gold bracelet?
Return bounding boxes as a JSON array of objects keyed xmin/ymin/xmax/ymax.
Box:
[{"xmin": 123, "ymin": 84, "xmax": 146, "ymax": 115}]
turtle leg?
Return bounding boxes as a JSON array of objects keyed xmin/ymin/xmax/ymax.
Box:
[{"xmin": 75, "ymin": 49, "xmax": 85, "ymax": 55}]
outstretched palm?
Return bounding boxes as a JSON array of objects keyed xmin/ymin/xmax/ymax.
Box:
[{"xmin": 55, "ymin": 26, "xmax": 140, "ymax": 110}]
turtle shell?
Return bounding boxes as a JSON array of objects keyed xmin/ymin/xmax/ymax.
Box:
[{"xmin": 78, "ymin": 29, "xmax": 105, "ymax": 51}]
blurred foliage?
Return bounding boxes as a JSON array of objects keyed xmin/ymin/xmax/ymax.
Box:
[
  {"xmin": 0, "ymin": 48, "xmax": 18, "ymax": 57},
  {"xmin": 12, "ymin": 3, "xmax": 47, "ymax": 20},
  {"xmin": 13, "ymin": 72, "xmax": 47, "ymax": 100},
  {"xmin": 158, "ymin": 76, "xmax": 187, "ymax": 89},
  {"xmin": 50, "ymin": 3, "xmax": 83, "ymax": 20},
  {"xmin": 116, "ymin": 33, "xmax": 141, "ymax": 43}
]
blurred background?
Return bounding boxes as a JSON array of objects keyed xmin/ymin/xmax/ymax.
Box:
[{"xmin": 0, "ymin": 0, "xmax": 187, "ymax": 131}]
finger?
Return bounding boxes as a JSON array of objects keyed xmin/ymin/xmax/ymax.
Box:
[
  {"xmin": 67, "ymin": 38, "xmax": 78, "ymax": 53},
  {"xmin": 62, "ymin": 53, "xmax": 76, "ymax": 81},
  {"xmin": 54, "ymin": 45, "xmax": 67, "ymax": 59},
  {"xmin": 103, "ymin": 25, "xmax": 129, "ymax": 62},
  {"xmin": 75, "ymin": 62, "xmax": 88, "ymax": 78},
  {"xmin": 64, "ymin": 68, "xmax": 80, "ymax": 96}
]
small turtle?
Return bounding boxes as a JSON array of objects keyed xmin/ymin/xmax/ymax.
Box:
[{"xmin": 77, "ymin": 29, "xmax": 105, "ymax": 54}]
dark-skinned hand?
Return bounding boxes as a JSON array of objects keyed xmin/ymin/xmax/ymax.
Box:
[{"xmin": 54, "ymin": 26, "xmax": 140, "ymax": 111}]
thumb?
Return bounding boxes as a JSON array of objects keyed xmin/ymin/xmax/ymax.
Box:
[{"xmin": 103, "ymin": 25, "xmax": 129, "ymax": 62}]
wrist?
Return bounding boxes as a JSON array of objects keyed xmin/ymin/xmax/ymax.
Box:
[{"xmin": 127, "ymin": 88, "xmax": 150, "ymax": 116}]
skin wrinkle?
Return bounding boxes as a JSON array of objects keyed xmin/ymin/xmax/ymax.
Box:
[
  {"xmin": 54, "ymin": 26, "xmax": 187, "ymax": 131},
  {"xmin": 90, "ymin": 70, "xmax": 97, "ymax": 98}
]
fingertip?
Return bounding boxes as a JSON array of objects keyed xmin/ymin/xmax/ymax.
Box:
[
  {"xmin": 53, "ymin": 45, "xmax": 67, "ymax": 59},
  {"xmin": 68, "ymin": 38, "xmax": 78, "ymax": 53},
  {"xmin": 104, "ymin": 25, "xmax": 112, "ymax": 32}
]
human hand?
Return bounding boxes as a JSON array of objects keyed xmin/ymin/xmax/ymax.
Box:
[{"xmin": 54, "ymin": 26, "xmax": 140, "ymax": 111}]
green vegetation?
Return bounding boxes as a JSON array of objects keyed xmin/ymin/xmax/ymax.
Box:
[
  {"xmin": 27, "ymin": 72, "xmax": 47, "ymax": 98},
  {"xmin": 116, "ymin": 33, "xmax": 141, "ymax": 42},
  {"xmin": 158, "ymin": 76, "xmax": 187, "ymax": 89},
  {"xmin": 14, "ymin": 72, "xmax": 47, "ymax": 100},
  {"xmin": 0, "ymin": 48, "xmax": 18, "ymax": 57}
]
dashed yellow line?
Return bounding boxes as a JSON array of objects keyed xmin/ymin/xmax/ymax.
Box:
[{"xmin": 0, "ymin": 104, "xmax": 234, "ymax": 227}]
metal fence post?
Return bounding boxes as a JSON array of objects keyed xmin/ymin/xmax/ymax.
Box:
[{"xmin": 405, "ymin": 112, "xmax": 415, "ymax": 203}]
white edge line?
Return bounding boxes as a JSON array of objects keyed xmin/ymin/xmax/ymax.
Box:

★ ★ ★ ★ ★

> **What you will do**
Rewrite everything from the line containing "dashed yellow line?" down to the end of the rows, requests included. Multiply each bounding-box coordinate in the answers by 1.6 and round it to a whole number, rounding halves up.

> **Answer to the task**
dashed yellow line?
Return bounding boxes as a JSON array of objects keyed xmin/ymin/xmax/ymax.
Box:
[{"xmin": 0, "ymin": 166, "xmax": 374, "ymax": 363}]
metal fence post?
Return bounding boxes as a JSON array of objects keyed xmin/ymin/xmax/ymax.
Box:
[{"xmin": 648, "ymin": 179, "xmax": 664, "ymax": 325}]
white edge line?
Return bounding boxes as a JSON array of objects keyed xmin/ymin/xmax/ymax.
Box:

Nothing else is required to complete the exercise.